**What the exercise asks**. In the post about rebuilding www.es.debian.org, what did Fernando find when he opened the box?

Fri, 21 Jan 2005

www.es.debian.org rebuilt

When we moved the Spanish Debian web mirror to a dedicated box, I only thought about the better Internet link, maintenance and resources the mirror would have. I never thought hardware problems would appear soon after we installed the box in the new location.

The move was done back in March or so, AFAICT from the logs in the server. In May, the box crashed for the first time due to some massive SCSI errors in the disk that had the root filesystem. Just rebooting would help it, but some weeks later we would found dmesg full of crap again.

Fernando, one of the operators at the University, found out one of the fans had stopped when he opened the box trying to find out what was going on. We thought that might be causing weird stuff, but soon after, I had to go to the computer room to fix it myself, because the damage in the file system was too big.

During that visit, I finally saw the consoles of a few boxes that I had been using for like 8 years... iluso, gong, and other famous ones like tiberio (once the best computer in the University, used to do some Chemistry simulations, IIRC) or cesar (a very big Sun computer, the current best one in València, if I'm not mistaken.

**Entries shown**.
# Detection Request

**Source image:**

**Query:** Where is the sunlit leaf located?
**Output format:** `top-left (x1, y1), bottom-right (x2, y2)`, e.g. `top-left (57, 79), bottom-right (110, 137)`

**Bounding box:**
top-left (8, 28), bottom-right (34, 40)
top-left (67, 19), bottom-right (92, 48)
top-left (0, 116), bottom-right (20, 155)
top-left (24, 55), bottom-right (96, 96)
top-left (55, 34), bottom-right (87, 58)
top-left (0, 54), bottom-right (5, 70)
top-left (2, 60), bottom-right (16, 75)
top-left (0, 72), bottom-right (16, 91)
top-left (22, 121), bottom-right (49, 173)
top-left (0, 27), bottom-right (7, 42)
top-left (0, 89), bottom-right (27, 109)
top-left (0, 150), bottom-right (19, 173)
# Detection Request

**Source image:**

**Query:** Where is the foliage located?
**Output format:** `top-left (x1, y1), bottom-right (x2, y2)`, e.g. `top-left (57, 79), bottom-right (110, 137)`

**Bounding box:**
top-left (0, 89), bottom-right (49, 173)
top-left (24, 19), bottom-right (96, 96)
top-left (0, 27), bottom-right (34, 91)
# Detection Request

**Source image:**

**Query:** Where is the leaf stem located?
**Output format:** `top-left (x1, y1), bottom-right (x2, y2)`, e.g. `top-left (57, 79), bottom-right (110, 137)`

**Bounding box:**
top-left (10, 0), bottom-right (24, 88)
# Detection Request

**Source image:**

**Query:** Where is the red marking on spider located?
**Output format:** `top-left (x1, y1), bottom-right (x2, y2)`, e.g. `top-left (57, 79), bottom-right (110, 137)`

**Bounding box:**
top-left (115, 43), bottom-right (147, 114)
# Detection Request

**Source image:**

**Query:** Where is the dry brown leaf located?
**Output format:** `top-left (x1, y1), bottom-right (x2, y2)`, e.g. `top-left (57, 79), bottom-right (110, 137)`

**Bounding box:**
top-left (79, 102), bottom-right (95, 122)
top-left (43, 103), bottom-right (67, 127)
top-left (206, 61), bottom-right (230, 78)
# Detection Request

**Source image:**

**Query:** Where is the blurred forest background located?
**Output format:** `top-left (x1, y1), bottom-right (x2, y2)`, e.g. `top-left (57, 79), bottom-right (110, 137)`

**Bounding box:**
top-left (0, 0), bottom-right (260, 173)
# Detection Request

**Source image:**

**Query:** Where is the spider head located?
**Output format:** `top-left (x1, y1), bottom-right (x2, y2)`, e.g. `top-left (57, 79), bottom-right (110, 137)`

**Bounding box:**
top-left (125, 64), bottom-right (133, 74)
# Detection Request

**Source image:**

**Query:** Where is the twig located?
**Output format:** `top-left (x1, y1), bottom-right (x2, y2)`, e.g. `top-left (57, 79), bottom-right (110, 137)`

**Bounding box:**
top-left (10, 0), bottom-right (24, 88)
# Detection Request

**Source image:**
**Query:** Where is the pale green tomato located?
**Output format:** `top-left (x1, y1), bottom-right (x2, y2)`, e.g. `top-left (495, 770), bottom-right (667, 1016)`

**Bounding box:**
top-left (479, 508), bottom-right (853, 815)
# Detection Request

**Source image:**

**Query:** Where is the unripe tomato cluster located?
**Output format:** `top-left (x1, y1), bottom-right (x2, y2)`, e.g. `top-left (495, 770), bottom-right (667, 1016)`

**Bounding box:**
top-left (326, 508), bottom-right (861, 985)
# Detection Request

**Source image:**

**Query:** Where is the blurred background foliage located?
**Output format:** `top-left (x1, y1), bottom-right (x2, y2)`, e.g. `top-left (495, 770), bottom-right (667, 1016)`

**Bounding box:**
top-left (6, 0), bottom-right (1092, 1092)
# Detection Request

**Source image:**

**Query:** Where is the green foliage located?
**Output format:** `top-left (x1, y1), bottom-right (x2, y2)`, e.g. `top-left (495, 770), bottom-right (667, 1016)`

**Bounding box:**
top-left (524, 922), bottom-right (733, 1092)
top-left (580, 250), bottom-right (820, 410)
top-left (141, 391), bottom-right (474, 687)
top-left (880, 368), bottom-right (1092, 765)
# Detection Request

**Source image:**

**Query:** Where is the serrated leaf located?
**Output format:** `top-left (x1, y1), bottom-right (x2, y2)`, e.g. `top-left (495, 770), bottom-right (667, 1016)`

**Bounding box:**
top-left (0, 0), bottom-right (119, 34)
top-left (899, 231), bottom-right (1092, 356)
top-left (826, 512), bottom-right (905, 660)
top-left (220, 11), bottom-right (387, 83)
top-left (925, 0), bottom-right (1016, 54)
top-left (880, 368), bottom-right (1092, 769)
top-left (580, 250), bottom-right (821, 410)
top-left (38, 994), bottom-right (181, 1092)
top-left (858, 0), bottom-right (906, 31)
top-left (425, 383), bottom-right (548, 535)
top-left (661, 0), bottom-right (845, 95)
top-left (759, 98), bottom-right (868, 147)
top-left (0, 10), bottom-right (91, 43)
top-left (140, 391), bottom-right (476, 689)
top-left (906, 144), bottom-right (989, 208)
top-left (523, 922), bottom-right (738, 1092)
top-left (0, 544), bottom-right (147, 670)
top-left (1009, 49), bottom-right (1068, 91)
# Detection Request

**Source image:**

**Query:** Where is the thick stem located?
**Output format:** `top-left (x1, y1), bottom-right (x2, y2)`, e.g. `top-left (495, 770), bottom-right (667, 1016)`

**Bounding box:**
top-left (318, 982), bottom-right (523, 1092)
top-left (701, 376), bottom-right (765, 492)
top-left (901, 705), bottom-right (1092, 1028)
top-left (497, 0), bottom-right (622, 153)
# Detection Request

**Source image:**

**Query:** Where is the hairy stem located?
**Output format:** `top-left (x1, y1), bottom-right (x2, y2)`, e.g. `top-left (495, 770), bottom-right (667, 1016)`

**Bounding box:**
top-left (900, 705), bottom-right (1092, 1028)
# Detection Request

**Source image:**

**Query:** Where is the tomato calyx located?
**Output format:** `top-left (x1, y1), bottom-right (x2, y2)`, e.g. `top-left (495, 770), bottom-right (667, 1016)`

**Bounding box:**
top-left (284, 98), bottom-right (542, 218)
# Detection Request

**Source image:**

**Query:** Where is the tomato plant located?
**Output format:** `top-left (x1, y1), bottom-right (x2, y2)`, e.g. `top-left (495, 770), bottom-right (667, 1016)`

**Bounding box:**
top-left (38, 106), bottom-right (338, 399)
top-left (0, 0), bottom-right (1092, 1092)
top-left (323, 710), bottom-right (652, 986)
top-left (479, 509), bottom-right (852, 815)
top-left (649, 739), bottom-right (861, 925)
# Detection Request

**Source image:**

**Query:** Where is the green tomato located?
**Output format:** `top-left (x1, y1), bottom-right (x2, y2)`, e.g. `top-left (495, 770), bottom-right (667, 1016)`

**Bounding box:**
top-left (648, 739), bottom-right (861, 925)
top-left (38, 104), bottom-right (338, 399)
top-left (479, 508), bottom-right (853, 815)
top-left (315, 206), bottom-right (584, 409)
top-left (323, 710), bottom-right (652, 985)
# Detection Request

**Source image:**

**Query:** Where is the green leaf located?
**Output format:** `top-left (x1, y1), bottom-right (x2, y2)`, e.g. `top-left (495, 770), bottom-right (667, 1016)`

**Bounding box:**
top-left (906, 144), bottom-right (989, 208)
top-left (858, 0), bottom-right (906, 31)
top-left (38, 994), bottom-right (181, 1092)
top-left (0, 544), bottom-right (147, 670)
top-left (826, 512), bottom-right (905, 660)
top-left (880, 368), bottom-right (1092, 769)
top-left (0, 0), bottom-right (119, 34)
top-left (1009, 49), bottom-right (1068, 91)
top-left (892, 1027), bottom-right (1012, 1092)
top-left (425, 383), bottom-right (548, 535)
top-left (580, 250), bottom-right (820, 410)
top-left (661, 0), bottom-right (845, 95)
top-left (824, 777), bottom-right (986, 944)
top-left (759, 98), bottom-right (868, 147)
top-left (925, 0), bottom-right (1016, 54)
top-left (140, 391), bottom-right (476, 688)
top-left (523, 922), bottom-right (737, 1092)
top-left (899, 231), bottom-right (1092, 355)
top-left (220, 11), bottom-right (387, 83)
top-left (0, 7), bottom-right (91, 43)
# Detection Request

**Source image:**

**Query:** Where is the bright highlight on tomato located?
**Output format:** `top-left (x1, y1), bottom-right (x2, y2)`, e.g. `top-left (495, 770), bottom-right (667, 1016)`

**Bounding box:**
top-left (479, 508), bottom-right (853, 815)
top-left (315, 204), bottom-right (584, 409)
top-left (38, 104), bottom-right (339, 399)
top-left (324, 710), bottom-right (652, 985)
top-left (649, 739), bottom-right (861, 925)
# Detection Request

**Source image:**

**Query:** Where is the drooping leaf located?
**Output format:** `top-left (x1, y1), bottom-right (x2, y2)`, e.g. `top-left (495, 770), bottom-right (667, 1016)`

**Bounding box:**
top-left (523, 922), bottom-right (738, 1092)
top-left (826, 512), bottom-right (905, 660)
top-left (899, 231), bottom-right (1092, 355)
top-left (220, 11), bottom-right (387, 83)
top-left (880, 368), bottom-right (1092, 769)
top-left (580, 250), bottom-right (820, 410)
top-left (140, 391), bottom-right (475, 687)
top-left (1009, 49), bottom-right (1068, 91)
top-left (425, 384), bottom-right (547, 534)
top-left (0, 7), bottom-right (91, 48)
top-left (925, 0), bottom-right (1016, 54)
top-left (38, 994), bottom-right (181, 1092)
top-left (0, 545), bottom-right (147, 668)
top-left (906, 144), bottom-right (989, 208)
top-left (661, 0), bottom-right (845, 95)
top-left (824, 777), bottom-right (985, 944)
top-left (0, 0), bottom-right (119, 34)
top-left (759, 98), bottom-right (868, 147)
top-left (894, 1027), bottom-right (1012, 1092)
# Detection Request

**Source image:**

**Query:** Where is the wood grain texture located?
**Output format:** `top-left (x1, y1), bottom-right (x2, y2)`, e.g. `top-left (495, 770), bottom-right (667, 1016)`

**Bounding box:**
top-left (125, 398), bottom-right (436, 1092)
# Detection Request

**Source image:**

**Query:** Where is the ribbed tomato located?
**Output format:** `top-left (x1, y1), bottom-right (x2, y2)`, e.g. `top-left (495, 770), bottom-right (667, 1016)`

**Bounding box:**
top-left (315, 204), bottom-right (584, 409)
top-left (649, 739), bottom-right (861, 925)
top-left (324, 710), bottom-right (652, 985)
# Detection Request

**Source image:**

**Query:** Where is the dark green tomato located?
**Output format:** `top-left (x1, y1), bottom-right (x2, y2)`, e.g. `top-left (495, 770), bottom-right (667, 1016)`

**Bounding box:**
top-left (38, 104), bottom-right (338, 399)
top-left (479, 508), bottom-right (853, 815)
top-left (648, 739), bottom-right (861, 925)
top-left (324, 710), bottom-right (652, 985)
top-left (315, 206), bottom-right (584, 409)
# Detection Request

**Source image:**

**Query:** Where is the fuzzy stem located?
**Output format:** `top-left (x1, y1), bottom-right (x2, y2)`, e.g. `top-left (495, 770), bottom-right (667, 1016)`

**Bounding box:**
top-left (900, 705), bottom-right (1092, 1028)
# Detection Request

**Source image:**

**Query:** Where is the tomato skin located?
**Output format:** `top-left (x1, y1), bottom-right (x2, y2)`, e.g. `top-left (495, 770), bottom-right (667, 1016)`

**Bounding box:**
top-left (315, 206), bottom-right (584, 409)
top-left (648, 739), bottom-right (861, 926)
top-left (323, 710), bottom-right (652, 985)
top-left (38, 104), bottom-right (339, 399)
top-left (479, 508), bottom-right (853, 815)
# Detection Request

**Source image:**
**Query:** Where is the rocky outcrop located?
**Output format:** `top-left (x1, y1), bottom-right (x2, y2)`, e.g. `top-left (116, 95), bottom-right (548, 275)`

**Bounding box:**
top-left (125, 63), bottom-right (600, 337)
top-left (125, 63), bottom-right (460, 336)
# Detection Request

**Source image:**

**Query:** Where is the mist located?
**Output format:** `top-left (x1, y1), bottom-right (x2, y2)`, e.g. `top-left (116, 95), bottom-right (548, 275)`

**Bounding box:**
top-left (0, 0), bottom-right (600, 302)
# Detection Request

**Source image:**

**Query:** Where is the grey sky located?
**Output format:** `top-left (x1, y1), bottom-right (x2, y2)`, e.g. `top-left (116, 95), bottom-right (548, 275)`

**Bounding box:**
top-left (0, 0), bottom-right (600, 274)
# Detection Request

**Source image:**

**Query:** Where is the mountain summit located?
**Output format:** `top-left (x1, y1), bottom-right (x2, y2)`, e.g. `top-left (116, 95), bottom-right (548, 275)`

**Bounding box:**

**Finished answer**. One of the fans had stopped.